§ Requirements:
Rewrite every line of the rows below as a JSON list of strings, one string per line, skipping blank lines. Leave the pictures out.

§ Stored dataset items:
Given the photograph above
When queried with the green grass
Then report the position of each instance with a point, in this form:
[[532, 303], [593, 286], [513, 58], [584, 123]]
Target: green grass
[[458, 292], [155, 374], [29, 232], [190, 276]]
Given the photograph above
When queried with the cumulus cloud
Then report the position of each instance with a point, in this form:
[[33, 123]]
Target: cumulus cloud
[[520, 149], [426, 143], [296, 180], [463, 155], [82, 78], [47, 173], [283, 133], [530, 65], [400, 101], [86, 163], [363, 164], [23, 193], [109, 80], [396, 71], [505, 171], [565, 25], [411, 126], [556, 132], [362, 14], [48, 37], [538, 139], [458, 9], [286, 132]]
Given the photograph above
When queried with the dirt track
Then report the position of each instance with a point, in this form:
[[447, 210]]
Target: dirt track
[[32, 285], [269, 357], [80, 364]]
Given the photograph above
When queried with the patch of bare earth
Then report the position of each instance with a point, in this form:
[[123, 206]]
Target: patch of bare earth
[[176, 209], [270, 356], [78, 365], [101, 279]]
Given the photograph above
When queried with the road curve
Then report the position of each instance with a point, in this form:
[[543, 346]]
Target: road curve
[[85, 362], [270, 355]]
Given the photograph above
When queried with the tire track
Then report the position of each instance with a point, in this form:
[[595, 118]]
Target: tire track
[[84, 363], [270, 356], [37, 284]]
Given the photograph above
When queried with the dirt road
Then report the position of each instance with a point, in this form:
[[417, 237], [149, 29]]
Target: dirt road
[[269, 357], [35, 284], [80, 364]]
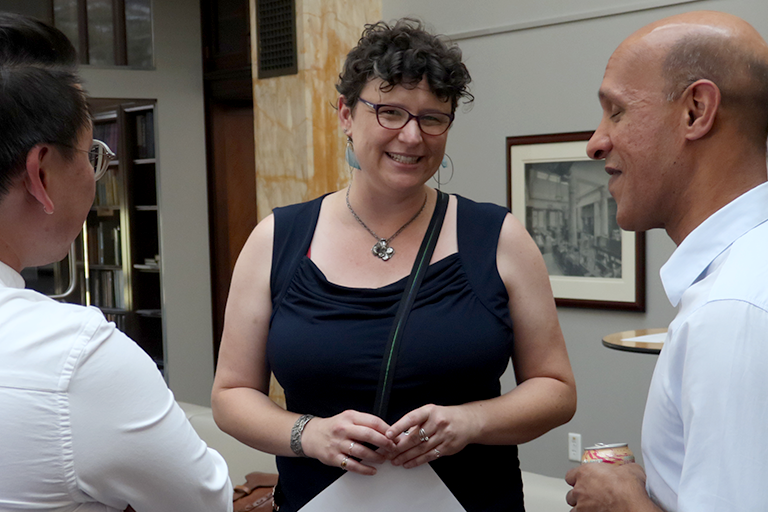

§ Solved problem:
[
  "Given the photograph above",
  "When queried with the green grass",
  "Then report the position of each instance with a point, in this form:",
  "[[532, 303], [593, 286], [513, 58], [584, 123]]",
  "Target: green grass",
  "[[458, 292], [155, 374], [29, 232], [190, 276]]",
  "Given the photograph above",
  "When queried with the cumulus cloud",
  "Then report the position of each instance with a point, in this form:",
  "[[33, 123]]",
  "Target: cumulus cloud",
  "[[520, 149], [426, 143], [296, 180], [463, 155], [82, 78], [47, 173], [283, 133], [530, 65], [400, 101], [86, 163], [363, 164], [23, 193], [109, 80], [396, 71], [505, 171], [565, 25], [411, 126], [556, 132], [362, 14], [48, 37], [538, 139], [458, 9], [286, 132]]",
  "Given the photograph above",
  "When queried with the dirt track",
  "Then report the position of each instance with a point, in this form:",
  "[[447, 210]]",
  "Target: dirt track",
  "[[32, 285], [269, 357], [80, 364]]",
  "Given the photograph above",
  "When queried with the patch of bare earth",
  "Then report the position of each instance with a point, in this form:",
  "[[123, 206]]",
  "Target: patch of bare earth",
  "[[176, 209], [270, 356], [78, 365], [101, 279]]",
  "Given the photograph above",
  "When queried with the road curve",
  "Then report the position of each instance with a point, in this form:",
  "[[543, 346]]",
  "Target: road curve",
  "[[85, 362], [270, 355]]",
  "Given the photograph above",
  "When queried with the tire track",
  "Then report the position of each instance with a point, in this form:",
  "[[595, 118]]",
  "Target: tire track",
  "[[84, 363], [270, 356], [37, 284]]",
  "Given the photograph above",
  "When queried with the dirt road",
  "Then report the position of each instance with a point, in this form:",
  "[[417, 237], [149, 29]]",
  "Target: dirt road",
  "[[269, 357], [35, 284], [80, 364]]"
]